**JOB**
Report every line below that contains the string "extended", copying each such line in full.

** start of RECORDS SHOWN **

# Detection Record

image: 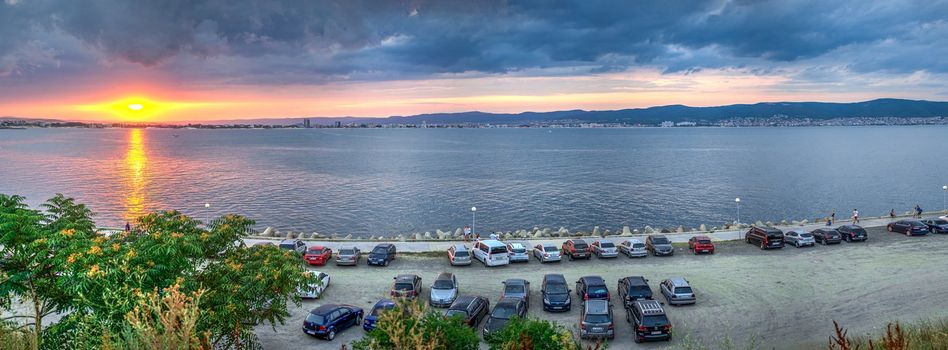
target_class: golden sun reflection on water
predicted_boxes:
[122,129,148,221]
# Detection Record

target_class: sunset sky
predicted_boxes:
[0,0,948,122]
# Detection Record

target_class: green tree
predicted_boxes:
[0,194,95,349]
[353,302,480,350]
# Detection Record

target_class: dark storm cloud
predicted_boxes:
[0,0,948,83]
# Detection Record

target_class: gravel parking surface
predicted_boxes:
[256,228,948,349]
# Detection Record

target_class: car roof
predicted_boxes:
[585,299,609,314]
[668,277,689,287]
[580,276,606,285]
[543,273,566,284]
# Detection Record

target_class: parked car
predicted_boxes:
[836,225,869,243]
[590,239,619,259]
[660,277,697,305]
[389,274,421,300]
[428,272,458,307]
[280,239,306,256]
[810,228,843,245]
[444,296,490,328]
[619,238,648,258]
[688,235,714,255]
[336,247,362,266]
[362,299,395,332]
[367,243,395,266]
[533,243,560,263]
[484,298,527,339]
[306,243,332,266]
[922,218,948,233]
[625,300,672,343]
[296,271,330,299]
[540,274,572,311]
[303,304,364,340]
[886,220,929,236]
[472,239,510,266]
[560,239,589,260]
[507,242,530,262]
[744,226,783,249]
[618,276,652,308]
[645,235,675,256]
[783,230,816,248]
[500,278,530,306]
[576,276,610,301]
[448,244,471,266]
[579,300,616,339]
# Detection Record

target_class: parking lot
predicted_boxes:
[256,227,948,349]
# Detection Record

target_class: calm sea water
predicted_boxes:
[0,126,948,236]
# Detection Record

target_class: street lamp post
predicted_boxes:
[734,197,741,227]
[471,207,477,236]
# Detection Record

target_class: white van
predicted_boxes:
[471,239,510,266]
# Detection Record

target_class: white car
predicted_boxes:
[619,238,648,258]
[533,243,561,263]
[296,271,329,299]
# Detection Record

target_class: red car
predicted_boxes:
[303,245,332,265]
[688,236,714,254]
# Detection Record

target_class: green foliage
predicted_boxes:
[487,318,580,350]
[352,302,480,350]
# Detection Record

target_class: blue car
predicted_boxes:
[303,304,365,340]
[362,299,395,332]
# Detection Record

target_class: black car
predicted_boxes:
[540,274,572,311]
[836,225,869,242]
[303,304,364,340]
[744,226,783,249]
[922,218,948,233]
[618,276,652,308]
[444,296,490,328]
[576,276,610,301]
[810,228,843,245]
[625,300,671,343]
[886,220,929,236]
[484,298,527,339]
[369,243,395,266]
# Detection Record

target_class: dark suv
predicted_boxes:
[576,276,610,302]
[560,239,592,260]
[540,274,572,311]
[625,300,671,343]
[369,243,395,266]
[444,296,490,328]
[744,226,783,249]
[618,276,652,308]
[390,274,421,300]
[836,225,869,242]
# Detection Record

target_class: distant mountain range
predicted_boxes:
[0,98,948,125]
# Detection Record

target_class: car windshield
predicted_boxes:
[490,304,517,319]
[431,280,454,289]
[642,315,668,327]
[546,283,567,294]
[372,304,395,316]
[675,287,693,294]
[586,314,611,323]
[306,314,326,324]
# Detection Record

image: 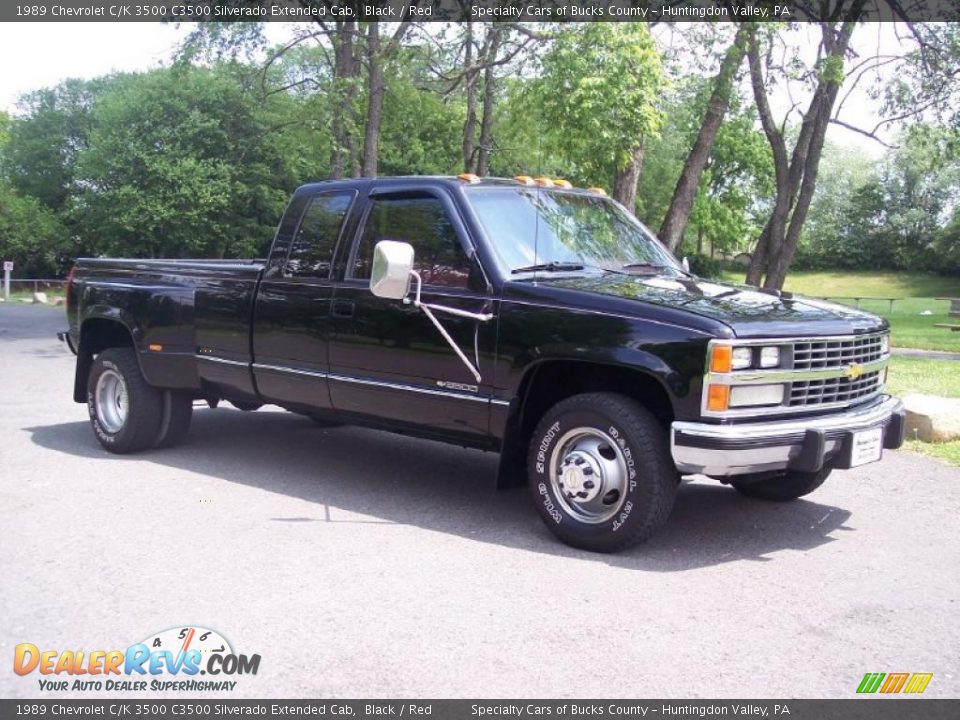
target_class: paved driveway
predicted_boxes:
[0,305,960,698]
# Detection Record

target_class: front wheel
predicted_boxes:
[528,393,677,552]
[730,469,830,502]
[87,348,163,454]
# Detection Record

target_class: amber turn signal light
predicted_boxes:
[710,345,733,372]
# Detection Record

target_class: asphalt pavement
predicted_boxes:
[0,304,960,698]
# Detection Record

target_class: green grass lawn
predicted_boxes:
[887,357,960,398]
[723,270,960,298]
[887,357,960,467]
[724,272,960,352]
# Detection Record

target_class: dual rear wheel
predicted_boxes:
[87,347,193,454]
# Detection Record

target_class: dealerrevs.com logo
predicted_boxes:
[13,626,260,692]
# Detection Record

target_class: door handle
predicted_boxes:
[333,300,354,318]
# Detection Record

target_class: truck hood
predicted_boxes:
[541,274,888,338]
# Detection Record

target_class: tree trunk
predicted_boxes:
[360,22,386,177]
[748,12,865,290]
[660,25,750,250]
[477,23,503,176]
[330,21,357,180]
[613,139,644,215]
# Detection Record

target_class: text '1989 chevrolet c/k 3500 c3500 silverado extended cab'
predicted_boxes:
[61,175,904,551]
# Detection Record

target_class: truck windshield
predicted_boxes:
[467,187,684,276]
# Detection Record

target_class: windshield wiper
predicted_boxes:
[510,262,586,275]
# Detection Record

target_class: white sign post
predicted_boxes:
[3,260,13,302]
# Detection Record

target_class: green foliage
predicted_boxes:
[0,180,64,277]
[71,65,293,257]
[688,255,723,279]
[379,53,466,175]
[0,110,10,150]
[3,76,108,212]
[525,23,664,184]
[795,125,960,274]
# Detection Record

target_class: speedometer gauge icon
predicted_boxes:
[142,625,233,657]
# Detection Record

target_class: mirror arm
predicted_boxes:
[403,270,493,382]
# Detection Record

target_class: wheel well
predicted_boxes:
[80,318,133,355]
[518,360,673,442]
[497,360,673,488]
[73,318,134,403]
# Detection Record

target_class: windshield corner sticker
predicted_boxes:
[13,626,260,692]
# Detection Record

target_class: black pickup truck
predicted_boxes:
[60,175,904,551]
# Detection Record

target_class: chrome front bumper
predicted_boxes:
[670,395,905,477]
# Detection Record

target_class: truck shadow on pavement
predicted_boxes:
[25,408,852,572]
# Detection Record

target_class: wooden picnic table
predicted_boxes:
[937,298,960,317]
[934,298,960,332]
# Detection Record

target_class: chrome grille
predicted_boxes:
[788,370,880,407]
[791,335,883,372]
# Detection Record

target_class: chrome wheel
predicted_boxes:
[94,370,130,435]
[550,427,629,524]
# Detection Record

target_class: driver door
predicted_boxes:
[329,190,496,439]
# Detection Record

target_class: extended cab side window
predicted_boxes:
[283,192,354,278]
[352,194,471,288]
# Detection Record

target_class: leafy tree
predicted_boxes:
[526,23,664,212]
[0,180,65,277]
[4,76,108,212]
[73,65,295,257]
[660,25,749,250]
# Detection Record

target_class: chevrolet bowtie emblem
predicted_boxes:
[843,363,863,380]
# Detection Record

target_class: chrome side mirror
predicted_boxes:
[370,240,413,300]
[370,240,493,382]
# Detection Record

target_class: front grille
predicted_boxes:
[791,335,883,372]
[789,370,880,407]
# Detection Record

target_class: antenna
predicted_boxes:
[533,132,543,277]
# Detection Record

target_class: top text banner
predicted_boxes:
[0,0,960,23]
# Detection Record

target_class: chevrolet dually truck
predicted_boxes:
[60,175,904,551]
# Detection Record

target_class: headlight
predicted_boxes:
[733,347,753,370]
[730,385,784,407]
[760,346,780,368]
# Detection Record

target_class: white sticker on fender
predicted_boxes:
[850,428,883,467]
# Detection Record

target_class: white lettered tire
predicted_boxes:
[87,347,163,454]
[527,393,678,552]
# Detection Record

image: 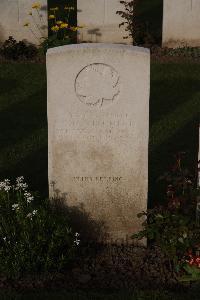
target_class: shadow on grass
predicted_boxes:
[149,64,200,207]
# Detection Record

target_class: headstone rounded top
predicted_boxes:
[75,63,120,107]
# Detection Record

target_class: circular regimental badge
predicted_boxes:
[75,63,120,107]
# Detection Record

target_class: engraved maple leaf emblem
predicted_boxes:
[75,63,120,106]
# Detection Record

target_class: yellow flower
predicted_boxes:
[60,23,68,28]
[32,2,41,9]
[49,15,55,20]
[50,7,58,11]
[51,25,59,32]
[56,21,63,25]
[24,22,30,27]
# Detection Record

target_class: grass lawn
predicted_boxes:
[0,62,200,206]
[0,285,200,300]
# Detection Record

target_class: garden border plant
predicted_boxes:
[132,152,200,282]
[0,176,80,278]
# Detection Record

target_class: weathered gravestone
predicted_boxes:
[77,0,132,44]
[163,0,200,48]
[0,0,48,44]
[47,44,150,242]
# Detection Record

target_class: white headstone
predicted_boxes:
[47,44,150,242]
[163,0,200,48]
[0,0,48,44]
[77,0,132,44]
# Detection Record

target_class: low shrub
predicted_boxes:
[133,153,200,281]
[0,177,79,278]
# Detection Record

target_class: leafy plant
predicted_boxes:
[116,0,136,44]
[42,5,77,51]
[116,0,157,46]
[0,36,38,60]
[133,152,200,280]
[0,177,79,278]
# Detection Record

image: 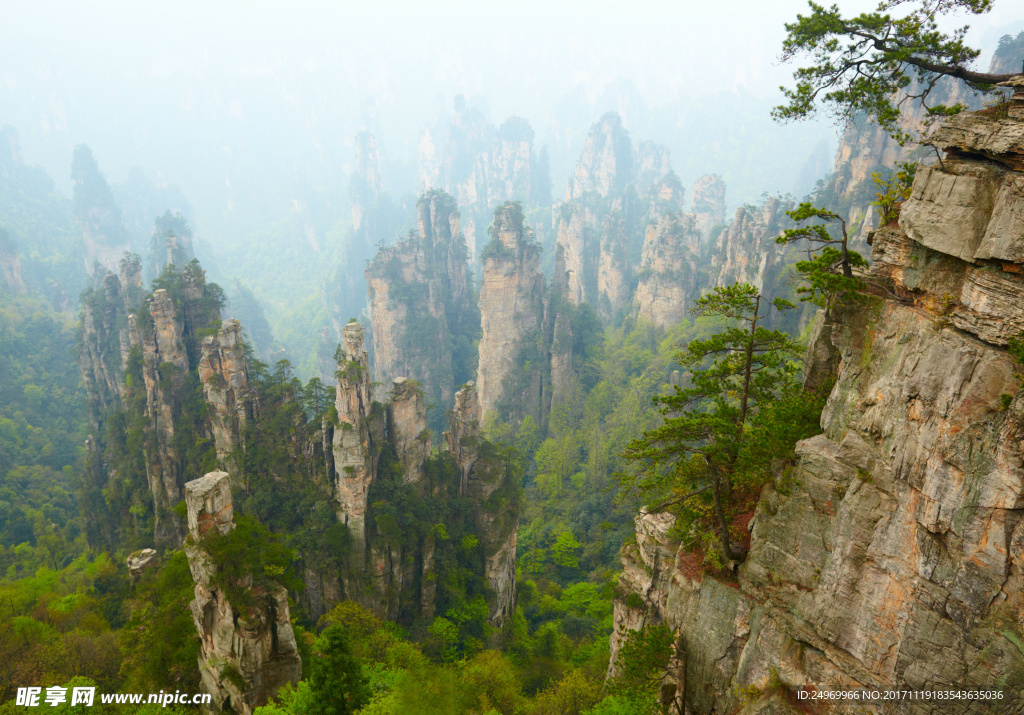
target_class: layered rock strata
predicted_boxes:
[199,320,252,475]
[366,192,475,405]
[612,98,1024,715]
[184,472,302,715]
[477,204,544,416]
[334,323,384,554]
[690,174,725,239]
[633,209,700,328]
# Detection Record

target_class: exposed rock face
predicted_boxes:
[334,323,383,554]
[691,174,725,238]
[79,258,232,546]
[477,205,544,416]
[185,472,302,715]
[367,192,475,415]
[565,112,630,201]
[634,209,700,328]
[125,549,160,584]
[557,113,683,311]
[138,289,188,543]
[0,228,25,294]
[444,382,519,636]
[699,197,801,325]
[71,145,131,275]
[387,377,430,483]
[348,131,384,234]
[612,106,1024,715]
[444,381,480,495]
[823,36,1024,250]
[199,320,252,474]
[419,95,550,259]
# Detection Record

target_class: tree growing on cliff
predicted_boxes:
[775,202,867,308]
[620,283,800,560]
[772,0,1021,143]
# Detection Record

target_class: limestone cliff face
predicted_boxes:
[633,214,700,328]
[565,112,630,201]
[419,96,547,260]
[184,472,302,715]
[334,323,383,554]
[701,197,793,305]
[366,192,475,405]
[691,174,725,239]
[477,205,544,416]
[199,320,252,474]
[822,36,1024,250]
[138,290,188,544]
[72,145,131,275]
[444,382,519,636]
[0,228,26,294]
[79,258,232,546]
[556,113,683,313]
[612,96,1024,714]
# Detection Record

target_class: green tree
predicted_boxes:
[309,624,370,715]
[621,283,800,560]
[775,202,867,307]
[772,0,1020,143]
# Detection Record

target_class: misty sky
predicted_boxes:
[0,0,1024,225]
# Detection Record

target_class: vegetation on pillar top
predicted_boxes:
[775,202,868,308]
[772,0,1021,144]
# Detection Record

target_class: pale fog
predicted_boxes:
[6,0,1024,366]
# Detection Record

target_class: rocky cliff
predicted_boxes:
[198,320,252,475]
[366,191,477,415]
[419,95,550,259]
[71,144,131,275]
[612,96,1024,714]
[444,382,519,631]
[556,113,683,320]
[476,204,544,417]
[633,214,700,328]
[690,174,725,239]
[184,472,302,715]
[327,323,518,626]
[334,323,384,554]
[0,228,25,294]
[819,33,1024,244]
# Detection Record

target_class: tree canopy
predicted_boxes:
[772,0,1021,143]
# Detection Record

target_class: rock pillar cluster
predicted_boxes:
[334,323,383,554]
[184,472,302,715]
[477,204,544,416]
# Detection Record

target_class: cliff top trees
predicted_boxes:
[772,0,1020,143]
[622,284,809,560]
[775,202,867,308]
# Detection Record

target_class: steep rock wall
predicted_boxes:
[476,206,544,416]
[612,98,1024,715]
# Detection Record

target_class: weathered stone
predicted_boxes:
[198,320,251,474]
[387,377,430,483]
[899,161,1004,263]
[477,206,544,417]
[611,102,1024,715]
[334,323,377,553]
[633,209,700,328]
[184,472,302,715]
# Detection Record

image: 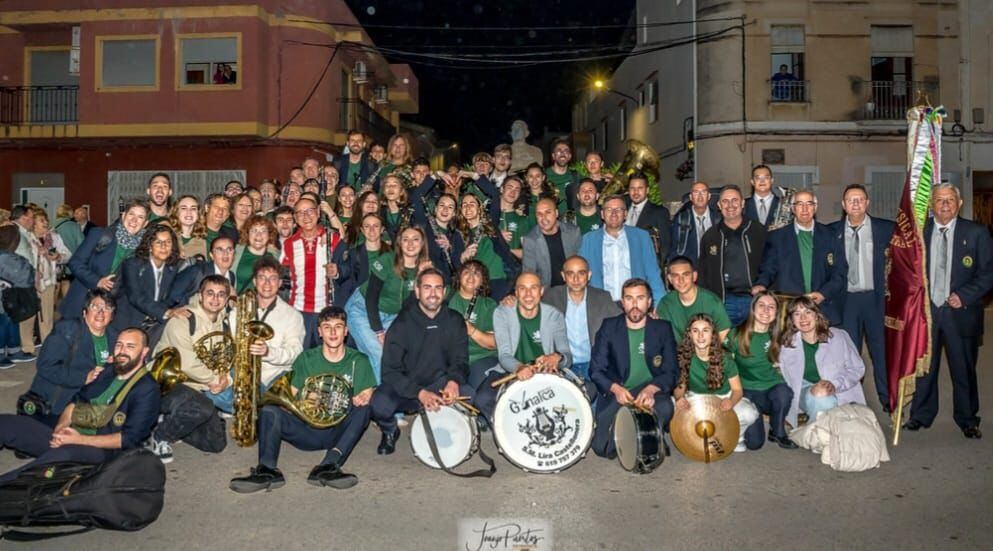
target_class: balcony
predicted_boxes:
[768,80,810,103]
[338,98,396,146]
[0,86,79,126]
[862,80,939,120]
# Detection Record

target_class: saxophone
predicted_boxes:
[231,289,273,448]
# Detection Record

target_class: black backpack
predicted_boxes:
[0,287,41,323]
[0,449,165,541]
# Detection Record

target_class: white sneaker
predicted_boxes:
[146,436,172,465]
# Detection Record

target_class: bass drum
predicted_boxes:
[410,406,479,469]
[493,372,596,474]
[614,406,665,474]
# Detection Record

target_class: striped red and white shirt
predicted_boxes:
[280,227,341,313]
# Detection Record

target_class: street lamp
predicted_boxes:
[593,78,638,103]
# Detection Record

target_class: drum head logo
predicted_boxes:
[518,405,573,447]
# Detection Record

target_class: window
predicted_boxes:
[96,35,159,91]
[648,79,659,123]
[176,34,244,90]
[769,25,807,102]
[617,104,628,142]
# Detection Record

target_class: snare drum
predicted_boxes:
[614,406,665,474]
[493,371,596,473]
[410,406,479,469]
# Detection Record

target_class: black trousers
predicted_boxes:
[152,385,227,453]
[910,305,980,429]
[840,291,890,405]
[745,383,793,450]
[0,414,119,482]
[369,383,479,434]
[259,406,369,469]
[591,383,673,459]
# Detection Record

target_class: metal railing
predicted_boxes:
[0,86,79,126]
[338,98,396,145]
[769,79,810,103]
[863,80,939,120]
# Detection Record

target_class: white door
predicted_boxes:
[21,187,65,225]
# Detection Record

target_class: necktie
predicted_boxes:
[848,226,862,289]
[931,228,948,306]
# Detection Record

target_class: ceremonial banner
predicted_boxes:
[886,103,944,436]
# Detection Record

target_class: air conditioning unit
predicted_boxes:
[373,84,390,105]
[352,61,369,84]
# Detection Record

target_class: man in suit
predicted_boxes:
[169,235,237,304]
[667,182,721,263]
[475,272,572,423]
[903,183,993,438]
[334,129,376,192]
[745,165,779,227]
[579,195,665,302]
[545,256,621,379]
[521,197,583,287]
[0,328,159,482]
[23,289,117,427]
[113,224,189,348]
[625,172,672,265]
[830,184,895,412]
[590,279,679,459]
[752,191,848,325]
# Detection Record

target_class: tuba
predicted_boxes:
[600,140,659,205]
[231,289,273,448]
[148,346,190,394]
[261,371,352,429]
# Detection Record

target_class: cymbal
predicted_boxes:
[669,394,740,463]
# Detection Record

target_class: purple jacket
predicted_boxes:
[779,327,865,427]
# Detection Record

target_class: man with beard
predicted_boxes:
[0,328,159,482]
[145,172,172,224]
[590,279,679,459]
[371,268,475,455]
[545,138,579,215]
[334,129,375,192]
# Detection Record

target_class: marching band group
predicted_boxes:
[0,128,993,493]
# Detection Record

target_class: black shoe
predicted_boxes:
[903,419,927,432]
[962,427,983,440]
[307,463,359,490]
[376,427,400,455]
[228,465,286,494]
[769,432,800,450]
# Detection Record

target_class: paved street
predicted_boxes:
[0,312,993,550]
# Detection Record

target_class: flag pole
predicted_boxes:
[893,378,907,447]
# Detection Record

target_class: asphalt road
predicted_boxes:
[0,312,993,551]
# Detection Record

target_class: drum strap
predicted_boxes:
[421,410,496,478]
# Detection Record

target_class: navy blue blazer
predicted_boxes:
[31,319,117,415]
[75,369,161,450]
[59,224,117,319]
[666,203,723,264]
[924,216,993,337]
[755,222,848,325]
[113,257,177,330]
[828,216,896,310]
[590,314,679,399]
[745,193,779,226]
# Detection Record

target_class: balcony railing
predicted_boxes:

** end of RECORDS SHOWN **

**EXERCISE RESULT**
target_class: text '1989 chevrolet c/k 3500 c3500 silverado extended cab'
target_class: extended cab side window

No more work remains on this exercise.